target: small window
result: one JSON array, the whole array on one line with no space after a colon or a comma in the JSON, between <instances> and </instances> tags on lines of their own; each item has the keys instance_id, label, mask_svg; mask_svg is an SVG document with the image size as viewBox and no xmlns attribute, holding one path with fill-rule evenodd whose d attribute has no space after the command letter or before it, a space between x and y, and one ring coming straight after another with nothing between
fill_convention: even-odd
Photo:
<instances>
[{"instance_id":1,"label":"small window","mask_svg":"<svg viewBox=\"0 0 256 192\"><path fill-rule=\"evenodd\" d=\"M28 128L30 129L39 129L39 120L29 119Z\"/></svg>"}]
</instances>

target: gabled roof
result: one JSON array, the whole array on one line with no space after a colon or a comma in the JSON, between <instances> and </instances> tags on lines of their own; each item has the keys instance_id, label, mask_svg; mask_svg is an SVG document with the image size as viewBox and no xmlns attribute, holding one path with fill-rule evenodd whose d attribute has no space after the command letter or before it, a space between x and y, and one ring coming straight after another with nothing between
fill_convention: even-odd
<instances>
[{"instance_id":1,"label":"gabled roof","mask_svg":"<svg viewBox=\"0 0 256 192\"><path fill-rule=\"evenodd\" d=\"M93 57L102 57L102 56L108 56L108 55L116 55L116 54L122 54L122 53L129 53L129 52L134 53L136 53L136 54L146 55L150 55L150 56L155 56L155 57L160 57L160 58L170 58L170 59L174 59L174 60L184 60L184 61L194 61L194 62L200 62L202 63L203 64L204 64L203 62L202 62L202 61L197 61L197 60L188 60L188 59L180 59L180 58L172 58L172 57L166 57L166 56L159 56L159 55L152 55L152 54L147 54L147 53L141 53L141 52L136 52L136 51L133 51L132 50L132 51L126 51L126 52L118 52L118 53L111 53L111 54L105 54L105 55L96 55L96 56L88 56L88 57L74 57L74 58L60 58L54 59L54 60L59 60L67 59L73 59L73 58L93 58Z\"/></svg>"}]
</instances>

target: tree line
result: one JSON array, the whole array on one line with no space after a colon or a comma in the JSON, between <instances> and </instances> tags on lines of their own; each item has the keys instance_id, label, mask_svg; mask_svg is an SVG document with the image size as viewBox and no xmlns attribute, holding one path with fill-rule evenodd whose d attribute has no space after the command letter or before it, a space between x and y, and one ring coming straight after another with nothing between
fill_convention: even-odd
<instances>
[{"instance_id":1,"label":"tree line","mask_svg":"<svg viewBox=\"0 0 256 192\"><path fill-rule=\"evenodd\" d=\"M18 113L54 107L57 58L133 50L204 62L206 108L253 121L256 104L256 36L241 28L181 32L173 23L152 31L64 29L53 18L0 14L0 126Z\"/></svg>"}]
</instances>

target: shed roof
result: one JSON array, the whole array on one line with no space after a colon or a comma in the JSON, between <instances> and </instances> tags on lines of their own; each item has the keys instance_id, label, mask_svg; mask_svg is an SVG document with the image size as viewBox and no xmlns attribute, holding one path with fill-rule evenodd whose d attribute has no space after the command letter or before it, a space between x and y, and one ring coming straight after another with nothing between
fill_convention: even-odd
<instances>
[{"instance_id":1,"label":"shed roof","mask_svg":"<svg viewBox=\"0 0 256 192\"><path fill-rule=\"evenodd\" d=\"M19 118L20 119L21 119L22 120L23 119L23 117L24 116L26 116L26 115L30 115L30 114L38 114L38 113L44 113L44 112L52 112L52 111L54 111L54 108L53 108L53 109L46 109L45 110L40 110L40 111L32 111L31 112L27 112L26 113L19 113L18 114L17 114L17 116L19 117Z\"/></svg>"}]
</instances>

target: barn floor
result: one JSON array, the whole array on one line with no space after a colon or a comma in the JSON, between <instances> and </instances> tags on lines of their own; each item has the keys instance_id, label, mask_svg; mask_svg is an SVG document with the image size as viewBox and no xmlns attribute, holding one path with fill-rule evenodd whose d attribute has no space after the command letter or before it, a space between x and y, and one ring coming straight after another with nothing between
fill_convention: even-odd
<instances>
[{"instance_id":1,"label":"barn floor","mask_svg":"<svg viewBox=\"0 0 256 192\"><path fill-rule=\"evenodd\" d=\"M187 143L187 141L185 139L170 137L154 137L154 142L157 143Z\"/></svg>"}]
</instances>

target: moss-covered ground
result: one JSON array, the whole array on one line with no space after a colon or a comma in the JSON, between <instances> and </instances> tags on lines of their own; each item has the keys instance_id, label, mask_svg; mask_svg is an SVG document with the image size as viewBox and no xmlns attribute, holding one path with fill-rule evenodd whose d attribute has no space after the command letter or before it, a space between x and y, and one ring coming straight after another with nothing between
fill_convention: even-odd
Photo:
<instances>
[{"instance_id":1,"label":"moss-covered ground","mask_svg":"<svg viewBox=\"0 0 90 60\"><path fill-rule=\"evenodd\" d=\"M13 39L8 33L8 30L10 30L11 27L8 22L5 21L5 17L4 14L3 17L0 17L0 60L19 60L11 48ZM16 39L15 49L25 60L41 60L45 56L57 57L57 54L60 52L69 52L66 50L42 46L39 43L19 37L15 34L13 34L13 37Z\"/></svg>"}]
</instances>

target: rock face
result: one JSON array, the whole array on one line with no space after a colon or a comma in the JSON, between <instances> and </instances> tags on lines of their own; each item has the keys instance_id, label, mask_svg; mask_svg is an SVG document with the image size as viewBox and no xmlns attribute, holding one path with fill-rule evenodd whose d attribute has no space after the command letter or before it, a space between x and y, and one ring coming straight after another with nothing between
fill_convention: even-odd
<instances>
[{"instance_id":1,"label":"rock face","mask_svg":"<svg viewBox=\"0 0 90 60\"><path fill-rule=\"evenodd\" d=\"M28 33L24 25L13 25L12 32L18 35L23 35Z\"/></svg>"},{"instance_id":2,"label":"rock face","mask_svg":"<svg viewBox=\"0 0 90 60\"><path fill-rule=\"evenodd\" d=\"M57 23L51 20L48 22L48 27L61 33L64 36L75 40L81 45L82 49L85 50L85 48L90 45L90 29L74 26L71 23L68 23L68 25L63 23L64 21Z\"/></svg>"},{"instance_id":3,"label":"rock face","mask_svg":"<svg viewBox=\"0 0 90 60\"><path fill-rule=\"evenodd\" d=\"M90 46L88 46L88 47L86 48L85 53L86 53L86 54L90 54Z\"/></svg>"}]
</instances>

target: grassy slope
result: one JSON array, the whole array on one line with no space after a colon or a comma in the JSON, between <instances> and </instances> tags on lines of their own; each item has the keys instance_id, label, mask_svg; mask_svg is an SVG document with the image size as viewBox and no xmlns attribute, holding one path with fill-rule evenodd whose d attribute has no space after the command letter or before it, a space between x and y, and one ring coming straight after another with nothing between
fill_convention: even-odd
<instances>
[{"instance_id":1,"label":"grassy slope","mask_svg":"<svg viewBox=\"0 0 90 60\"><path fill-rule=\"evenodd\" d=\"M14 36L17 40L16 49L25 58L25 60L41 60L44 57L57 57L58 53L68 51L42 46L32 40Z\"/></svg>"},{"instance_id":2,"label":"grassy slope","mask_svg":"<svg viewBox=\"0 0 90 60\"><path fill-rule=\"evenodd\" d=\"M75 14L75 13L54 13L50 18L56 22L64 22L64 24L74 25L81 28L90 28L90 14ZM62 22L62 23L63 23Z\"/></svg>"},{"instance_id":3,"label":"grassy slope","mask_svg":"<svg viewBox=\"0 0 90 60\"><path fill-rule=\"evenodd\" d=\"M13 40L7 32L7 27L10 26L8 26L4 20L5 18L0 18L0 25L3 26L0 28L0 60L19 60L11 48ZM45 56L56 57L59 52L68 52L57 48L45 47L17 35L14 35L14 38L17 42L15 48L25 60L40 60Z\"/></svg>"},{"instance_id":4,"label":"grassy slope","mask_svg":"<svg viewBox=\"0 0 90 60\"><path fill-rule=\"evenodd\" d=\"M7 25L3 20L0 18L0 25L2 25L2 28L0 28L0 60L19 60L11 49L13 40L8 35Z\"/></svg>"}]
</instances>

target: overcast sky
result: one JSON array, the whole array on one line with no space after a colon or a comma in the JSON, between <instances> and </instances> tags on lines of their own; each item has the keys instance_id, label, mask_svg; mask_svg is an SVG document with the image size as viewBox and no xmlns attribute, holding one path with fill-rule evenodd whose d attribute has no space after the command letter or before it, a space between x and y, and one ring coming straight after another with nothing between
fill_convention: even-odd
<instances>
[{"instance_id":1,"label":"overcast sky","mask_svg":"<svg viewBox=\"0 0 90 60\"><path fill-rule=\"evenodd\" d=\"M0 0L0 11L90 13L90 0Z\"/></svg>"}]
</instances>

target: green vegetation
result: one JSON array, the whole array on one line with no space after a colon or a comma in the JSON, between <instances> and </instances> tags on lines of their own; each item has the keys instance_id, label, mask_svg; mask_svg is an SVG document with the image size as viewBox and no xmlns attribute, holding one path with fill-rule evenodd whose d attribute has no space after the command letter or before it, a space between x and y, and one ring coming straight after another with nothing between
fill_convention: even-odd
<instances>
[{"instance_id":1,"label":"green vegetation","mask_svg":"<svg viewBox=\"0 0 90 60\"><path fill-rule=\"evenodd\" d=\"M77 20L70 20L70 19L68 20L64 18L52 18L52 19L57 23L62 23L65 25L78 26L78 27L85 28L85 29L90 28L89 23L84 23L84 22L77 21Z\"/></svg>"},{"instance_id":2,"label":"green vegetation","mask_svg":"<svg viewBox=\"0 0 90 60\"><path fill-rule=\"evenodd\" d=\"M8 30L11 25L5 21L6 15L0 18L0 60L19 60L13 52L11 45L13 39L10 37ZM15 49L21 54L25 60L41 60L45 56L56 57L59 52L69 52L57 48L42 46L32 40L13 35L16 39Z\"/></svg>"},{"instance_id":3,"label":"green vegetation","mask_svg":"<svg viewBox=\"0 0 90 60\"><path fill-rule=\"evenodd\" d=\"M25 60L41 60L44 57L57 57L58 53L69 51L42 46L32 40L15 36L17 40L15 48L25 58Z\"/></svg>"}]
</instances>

==

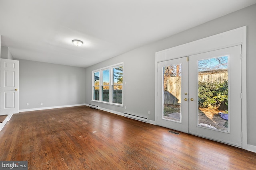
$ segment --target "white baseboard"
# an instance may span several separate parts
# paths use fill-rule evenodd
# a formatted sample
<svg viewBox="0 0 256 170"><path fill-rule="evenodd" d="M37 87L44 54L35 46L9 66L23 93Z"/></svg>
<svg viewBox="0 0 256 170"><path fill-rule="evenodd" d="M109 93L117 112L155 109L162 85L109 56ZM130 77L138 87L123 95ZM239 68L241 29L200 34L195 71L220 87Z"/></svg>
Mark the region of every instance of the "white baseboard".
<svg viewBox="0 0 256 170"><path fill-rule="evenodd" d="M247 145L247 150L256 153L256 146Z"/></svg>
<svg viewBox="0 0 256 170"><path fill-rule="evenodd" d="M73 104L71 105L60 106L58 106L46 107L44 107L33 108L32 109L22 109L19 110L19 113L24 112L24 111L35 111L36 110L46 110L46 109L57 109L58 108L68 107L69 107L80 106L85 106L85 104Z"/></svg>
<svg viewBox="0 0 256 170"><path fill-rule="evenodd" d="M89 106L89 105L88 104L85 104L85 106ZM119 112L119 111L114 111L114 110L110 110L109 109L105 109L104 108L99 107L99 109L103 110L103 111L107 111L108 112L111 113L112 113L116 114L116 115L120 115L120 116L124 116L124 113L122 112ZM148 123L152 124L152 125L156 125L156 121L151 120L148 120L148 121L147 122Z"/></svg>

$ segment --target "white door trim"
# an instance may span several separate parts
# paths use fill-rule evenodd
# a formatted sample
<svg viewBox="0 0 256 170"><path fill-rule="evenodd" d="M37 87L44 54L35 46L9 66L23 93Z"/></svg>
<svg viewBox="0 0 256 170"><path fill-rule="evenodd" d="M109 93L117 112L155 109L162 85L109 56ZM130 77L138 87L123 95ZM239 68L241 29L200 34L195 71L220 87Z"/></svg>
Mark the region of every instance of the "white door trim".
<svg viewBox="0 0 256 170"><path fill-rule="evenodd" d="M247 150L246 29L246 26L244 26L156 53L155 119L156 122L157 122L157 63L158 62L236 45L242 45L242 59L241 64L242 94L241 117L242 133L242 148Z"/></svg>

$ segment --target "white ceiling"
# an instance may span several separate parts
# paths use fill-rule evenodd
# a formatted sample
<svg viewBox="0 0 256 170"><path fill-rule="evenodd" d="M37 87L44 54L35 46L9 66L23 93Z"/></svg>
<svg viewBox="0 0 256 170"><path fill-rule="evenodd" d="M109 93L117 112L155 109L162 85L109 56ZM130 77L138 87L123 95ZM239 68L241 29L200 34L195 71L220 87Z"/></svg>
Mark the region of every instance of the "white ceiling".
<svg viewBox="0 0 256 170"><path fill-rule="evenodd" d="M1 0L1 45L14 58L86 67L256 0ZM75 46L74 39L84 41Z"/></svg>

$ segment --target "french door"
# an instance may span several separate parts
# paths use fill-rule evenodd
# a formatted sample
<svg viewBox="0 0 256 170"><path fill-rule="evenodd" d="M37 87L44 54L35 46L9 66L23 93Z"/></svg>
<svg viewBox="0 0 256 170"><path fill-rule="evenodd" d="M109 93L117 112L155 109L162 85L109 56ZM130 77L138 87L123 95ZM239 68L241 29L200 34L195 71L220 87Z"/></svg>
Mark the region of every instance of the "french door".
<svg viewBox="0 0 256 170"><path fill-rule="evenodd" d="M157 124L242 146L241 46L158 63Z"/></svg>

→ **Problem requirements**:
Identify every line of the rows above that contains the string "segment", and copy each of those lines. Case counts.

→ **Solved exercise**:
$ segment --target "white baseboard"
$ segment --target "white door trim"
$ segment --target "white ceiling"
$ segment --target "french door"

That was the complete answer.